» **Reading text**:
<<<<
We interrupt this story for an important message:  In Yiddish, “Mann tracht, un Gott lacht.”  In English, “Man plans, and God laughs.”
 
 
At some point after we hung up that Wednesday evening, Cai donned his headphones and, dancing away as his music played, planted his right foot in such a way that his grippy, slightly too-big shoe bit into whatever surface he was on – and his ankle-bone, still, as the song goes, connected to his foot-bone and leg-bone – just kept a-rolling…
 
Rolling right into a series of events that – well, that changed some plans and provided wee bits of amusement for those in the heavenly realm…
 
And thus it was, Dear Reader, that, a mere two weeks later, Cai – accompanied by a pair of crutches, a heavily padded immobilization boot and a rather swollen, fascinatingly discolored right ankle, foot, shin and calf – flew through the night to arrive at JFK International on the morning of Tuesday, December 10, 2019.
>>>>
» **Brief 1**: In the story about Cai's ankle, on what date did Cai arrive at JFK International?
» **Brief 2**: Print the part of the story about Cai's ankle between "At some point" and "December 10, 2019.", inclusive.
» **Brief 3**: Carry on the story about Cai's ankle, starting after its final sentence.

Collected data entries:
<<<<
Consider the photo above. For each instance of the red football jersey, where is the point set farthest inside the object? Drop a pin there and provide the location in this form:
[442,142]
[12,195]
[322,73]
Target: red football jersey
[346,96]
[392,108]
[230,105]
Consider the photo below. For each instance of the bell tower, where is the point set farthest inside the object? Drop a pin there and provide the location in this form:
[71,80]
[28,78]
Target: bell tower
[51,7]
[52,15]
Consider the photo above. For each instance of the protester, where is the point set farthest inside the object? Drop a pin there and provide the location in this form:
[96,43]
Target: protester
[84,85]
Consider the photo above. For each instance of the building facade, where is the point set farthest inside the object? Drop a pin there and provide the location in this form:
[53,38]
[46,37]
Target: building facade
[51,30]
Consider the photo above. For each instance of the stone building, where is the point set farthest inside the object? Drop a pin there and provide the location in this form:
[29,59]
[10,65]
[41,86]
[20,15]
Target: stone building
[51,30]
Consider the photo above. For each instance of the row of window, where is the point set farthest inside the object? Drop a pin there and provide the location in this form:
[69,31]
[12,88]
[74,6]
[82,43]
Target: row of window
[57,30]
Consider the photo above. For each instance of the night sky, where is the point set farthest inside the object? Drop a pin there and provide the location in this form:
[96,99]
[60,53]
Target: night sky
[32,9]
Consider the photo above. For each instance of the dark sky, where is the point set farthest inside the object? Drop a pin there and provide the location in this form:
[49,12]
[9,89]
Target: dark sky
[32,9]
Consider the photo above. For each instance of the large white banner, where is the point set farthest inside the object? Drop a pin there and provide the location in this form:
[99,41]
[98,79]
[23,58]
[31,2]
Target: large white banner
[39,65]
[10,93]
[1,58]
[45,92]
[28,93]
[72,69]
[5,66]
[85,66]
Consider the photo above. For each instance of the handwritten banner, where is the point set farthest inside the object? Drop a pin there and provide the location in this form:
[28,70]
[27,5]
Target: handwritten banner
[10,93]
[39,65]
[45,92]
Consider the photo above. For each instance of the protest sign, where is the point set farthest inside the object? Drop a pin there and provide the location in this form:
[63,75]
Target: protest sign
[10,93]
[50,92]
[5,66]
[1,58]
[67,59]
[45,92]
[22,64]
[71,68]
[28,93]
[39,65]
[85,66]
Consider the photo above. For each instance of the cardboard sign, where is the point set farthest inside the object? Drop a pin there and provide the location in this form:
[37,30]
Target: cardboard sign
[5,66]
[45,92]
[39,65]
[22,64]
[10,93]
>>>>
» **Output 1**: Tuesday, December 10, 2019.

» **Output 2**:
At some point after we hung up that Wednesday evening, Cai donned his headphones and, dancing away as his music played, planted his right foot in such a way that his grippy, slightly too-big shoe bit into whatever surface he was on – and his ankle-bone, still, as the song goes, connected to his foot-bone and leg-bone – just kept a-rolling…
 
Rolling right into a series of events that – well, that changed some plans and provided wee bits of amusement for those in the heavenly realm…
 
And thus it was, Dear Reader, that, a mere two weeks later, Cai – accompanied by a pair of crutches, a heavily padded immobilization boot and a rather swollen, fascinatingly discolored right ankle, foot, shin and calf – flew through the night to arrive at JFK International on the morning of Tuesday, December 10, 2019.

» **Output 3**:
 
What followed was a three-and-a-half-week whirlwind of storytelling, emotional big-wave surfing, laughter, swearing, appointments, health insurance snafus, wrestling with schedules, readjusting, rejiggering expectations, a few very tasty meals with people all three of us adore, a whole lot of time becoming way too intimate with the New York Thruway…
 
And a miracle or two.
 
Based on what we saw and had been told of Cai’s injury, Danielle and I figured we were trading in our empty nest bona fides for what would likely end up being the next nine or ten months, so we began to settle in and make different plans.
 
With our world in full-on Holiday Season spin, Cai was unable to get an appointment with a physical therapist until the morning of New Year’s Eve.
 
I had a relatively open morning, so I drove to the PT’s office, grabbed an old issue of “Outside” magazine – which just happened to feature an article on the National Parks of Patagonia – and hunkered down in their breezy waiting room whilst Cai met with the Therapist.
 
Me: “What’d she have to say..?”
 
Cai: “She said I’m good to go back.”
 
Me: “Huh..?  Did you tell her what you’re going to be doing when you go back..?”
 
Cai: “Yup…”
 
Me: “You told her you’d be mountaineering.  Uneven terrain.  No level ground.  Carrying a 60- to 80-pound pack..?”
 
Cai: “I told her everything…”
 
Me: “Mountaineering?  60- to 80-pound pack?  Uneven terrain?  Glaciers?  No level ground for weeks…”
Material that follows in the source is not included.